- _WHAT YOU HAVE TO DO_: Search the material below for the word "Return". Copy every line that has it.

- _ENTRIES SUPPLIED_:
=== Begin Enclosure ===

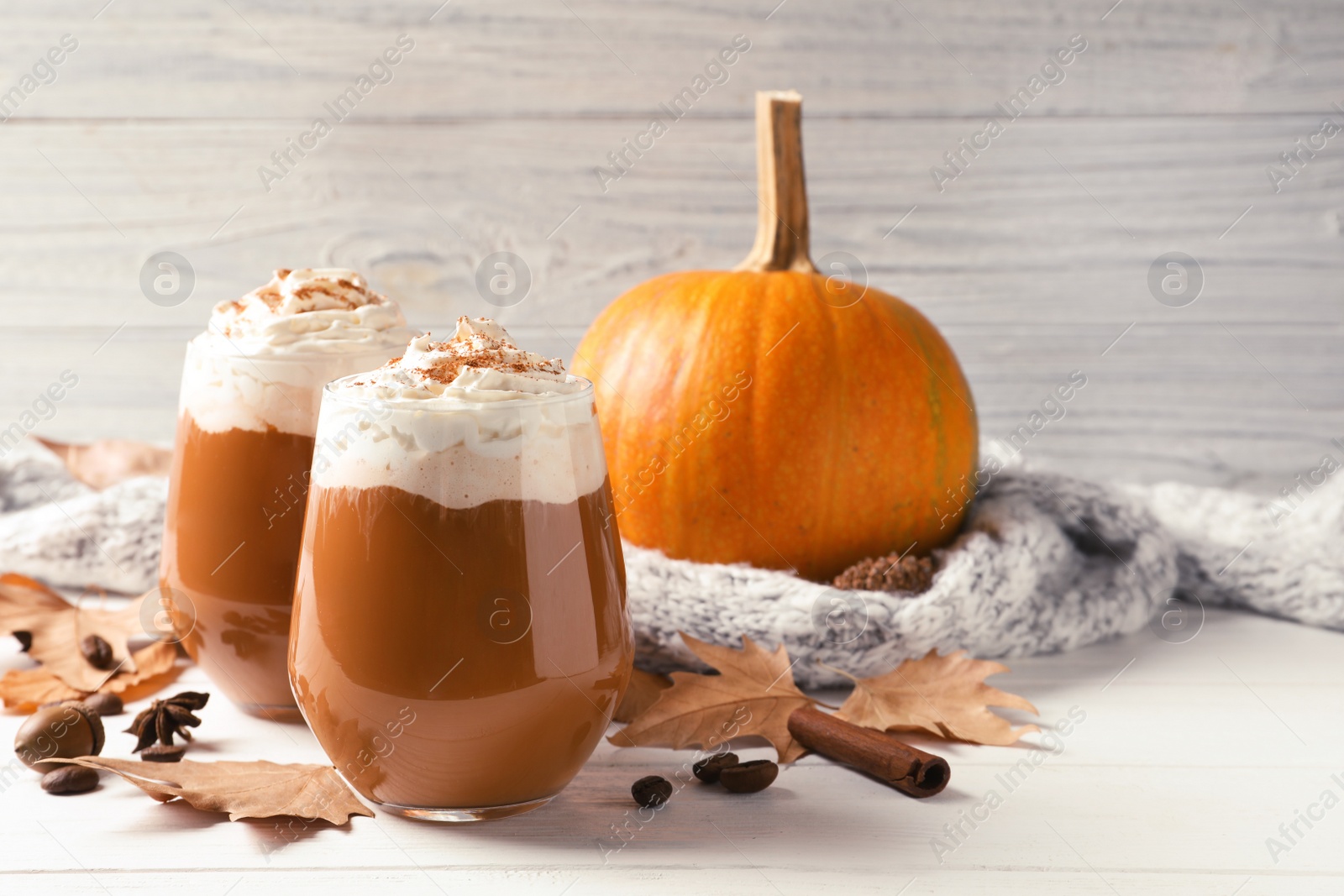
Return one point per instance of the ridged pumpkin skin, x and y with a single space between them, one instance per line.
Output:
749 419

=== End Enclosure ===
=== Begin Enclosure ===

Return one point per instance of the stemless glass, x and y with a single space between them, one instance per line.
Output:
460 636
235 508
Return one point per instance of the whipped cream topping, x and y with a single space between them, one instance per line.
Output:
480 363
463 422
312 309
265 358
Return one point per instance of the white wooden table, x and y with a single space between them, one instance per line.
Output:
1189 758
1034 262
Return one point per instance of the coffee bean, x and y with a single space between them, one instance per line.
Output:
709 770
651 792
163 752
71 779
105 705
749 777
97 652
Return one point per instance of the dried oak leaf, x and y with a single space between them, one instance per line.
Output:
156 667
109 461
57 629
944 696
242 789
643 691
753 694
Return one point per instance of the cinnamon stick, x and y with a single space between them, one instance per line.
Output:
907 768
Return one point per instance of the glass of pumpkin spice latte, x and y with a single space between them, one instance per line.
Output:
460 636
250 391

=== End Enclosure ===

- _RESPONSE TO THE EXERCISE_:
Return one point per instance of the ridged pumpkin skin, x and y with a single space between them, one instance per line.
Return one point per instance of the stemless glass, x and y with a single space between them, one instance per line.
Return one point per instance of the whipped cream topping, x and y with a single space between them, one instance per line.
Return one point per instance of the white wooden table, x and y with a single space between them, one instance per line.
Return one point per instance of the coffee bean, x and y with a single space between them, one instance per line.
Return one point per instance of the dried oak leaf, x and y with a single space between them, one instance per line.
Return one point per instance of the cinnamon stick, x and y with a single space between them, one instance per line.
Return one point per instance of the glass of pumpkin spice latte, x and y with a single space between them, one instance per line.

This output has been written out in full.